## [TASK DESCRIPTION]
Set down the records that follow exactly and completely.

## [ENTRIES SHOWN]

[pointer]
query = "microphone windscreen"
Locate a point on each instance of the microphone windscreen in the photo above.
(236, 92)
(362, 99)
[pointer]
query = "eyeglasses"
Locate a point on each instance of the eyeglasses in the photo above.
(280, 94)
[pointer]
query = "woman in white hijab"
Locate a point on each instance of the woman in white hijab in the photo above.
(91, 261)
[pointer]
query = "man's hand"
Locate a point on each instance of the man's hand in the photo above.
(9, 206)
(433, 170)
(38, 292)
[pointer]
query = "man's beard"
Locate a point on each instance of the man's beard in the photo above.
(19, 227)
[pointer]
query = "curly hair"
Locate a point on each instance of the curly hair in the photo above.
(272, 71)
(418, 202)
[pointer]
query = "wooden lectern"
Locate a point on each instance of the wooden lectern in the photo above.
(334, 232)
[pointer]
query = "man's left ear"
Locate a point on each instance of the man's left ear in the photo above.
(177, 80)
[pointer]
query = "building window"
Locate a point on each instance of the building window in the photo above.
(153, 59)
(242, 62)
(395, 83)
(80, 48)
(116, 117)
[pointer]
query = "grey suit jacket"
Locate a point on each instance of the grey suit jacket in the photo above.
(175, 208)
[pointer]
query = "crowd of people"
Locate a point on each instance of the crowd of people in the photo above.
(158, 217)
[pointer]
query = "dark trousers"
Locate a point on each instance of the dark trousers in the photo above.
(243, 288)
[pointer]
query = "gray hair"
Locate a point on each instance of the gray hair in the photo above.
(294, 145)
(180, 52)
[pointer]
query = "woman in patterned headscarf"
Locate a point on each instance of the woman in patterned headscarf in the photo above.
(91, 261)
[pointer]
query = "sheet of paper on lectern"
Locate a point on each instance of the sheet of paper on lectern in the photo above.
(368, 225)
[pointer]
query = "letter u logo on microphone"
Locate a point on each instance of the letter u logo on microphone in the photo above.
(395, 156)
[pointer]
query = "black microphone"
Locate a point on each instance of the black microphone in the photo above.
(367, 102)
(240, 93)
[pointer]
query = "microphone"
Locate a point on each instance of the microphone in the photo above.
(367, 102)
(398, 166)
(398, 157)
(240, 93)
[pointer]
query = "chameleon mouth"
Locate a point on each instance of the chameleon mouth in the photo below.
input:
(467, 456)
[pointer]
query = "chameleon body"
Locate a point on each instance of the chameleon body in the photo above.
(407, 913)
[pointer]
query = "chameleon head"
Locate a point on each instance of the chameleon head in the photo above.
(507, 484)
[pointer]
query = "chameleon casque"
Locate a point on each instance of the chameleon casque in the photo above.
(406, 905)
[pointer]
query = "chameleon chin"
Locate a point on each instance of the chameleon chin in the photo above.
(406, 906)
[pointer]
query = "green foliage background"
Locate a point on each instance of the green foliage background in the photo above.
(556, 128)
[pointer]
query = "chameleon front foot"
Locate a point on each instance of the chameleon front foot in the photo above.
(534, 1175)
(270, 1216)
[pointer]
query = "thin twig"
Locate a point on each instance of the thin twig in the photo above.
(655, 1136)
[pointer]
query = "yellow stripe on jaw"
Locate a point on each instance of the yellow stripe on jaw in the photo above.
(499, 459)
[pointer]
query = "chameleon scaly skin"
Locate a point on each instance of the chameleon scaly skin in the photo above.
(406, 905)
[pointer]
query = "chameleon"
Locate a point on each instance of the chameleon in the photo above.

## [ANSWER TO THE EXERCISE]
[pointer]
query = "microphone windscreen"
Locate a point on each instance of the microphone windscreen in the photo above.
(236, 92)
(362, 99)
[pointer]
query = "eyeglasses"
Locate a point on each instance of the eyeglasses in the photo above.
(280, 94)
[pointer]
query = "woman in white hijab"
Locate a point on each instance of the woman in white hijab in the photo above.
(91, 261)
[pointer]
query = "man's hand"
Locate a point on each instance of the man's hand in the photo above.
(9, 206)
(433, 170)
(38, 292)
[pointer]
query = "man's beard"
Locate a point on each instance of the man's beard in the photo above.
(19, 227)
[pointer]
query = "curly hair"
Locate a point on each instance of the curly hair in the photo above.
(272, 71)
(418, 202)
[pointer]
query = "wooden lectern"
Locate a point on each instance of the wooden lectern in the photo above.
(334, 232)
[pointer]
query = "man's left ear"
Locate a point on each instance of the man's left ear in the photo above.
(177, 80)
[pointer]
query = "building window"
Locate a point on each instance of the building window in the photo above.
(153, 59)
(242, 62)
(395, 83)
(80, 48)
(116, 117)
[pointer]
query = "grey suit jacket"
Locate a point on each instance of the grey suit jacket in the photo above.
(175, 208)
[pointer]
query = "crowd of people"
Locate a point on each instance of the crowd of people in the photo above.
(158, 217)
[pointer]
query = "dark trousers"
Locate a point on each instance of the dark trousers in the photo above.
(243, 288)
[pointer]
query = "gray hair"
Locate a point on each instance of the gray hair in the photo above.
(294, 145)
(180, 52)
[pointer]
query = "woman in patterned headscarf"
Locate a point on each instance of the woman in patterned headscarf in the photo above.
(91, 261)
[pointer]
query = "sheet of paper on lectern"
Locate a point on each instance of the sheet of paper on lectern in the photo above.
(368, 225)
[pointer]
query = "letter u logo on microphone"
Locate a point on each instance of the letter u logo on microphone in the photo above.
(395, 156)
[pointer]
query = "black microphone"
Locate a point on each instance of the black microphone in the photo above.
(367, 102)
(240, 93)
[pointer]
query = "microphone"
Locate a point on each instance of the microphone in the photo above.
(367, 102)
(398, 166)
(398, 157)
(240, 93)
[pointer]
query = "chameleon mouth"
Locate a point on each instance of the chameleon mouth in the photo below.
input:
(467, 456)
[pointer]
query = "chameleon body"
Locate a point on each instance of the chameleon body in the photo above.
(407, 913)
[pointer]
query = "chameleon head"
Locate a point on each instance of the chameleon head in the photo above.
(507, 484)
[pointer]
query = "chameleon casque"
Locate a point on each instance of the chameleon casque in the photo above.
(406, 905)
[pointer]
query = "chameleon chin"
Locate a point on each instance of the chameleon chin in the photo above.
(406, 906)
[pointer]
query = "green foliage background"
Locate a point on each instance of the green foliage background in the photo above.
(556, 128)
[pointer]
query = "chameleon front foot"
Locate a point on each instance of the chameleon front foot in the photo above.
(534, 1175)
(270, 1216)
[pointer]
query = "thin twig"
Locate a point on each instance of the thin twig in the photo above.
(655, 1136)
[pointer]
query = "yellow stripe on jaw"
Locate a point on each instance of the yellow stripe on jaw in the photo above.
(499, 459)
[pointer]
query = "chameleon scaly skin"
Locate a point on each instance of the chameleon scaly skin in the photo above.
(406, 905)
[pointer]
query = "chameleon"
Locate a point on each instance of the chameleon in the photo above.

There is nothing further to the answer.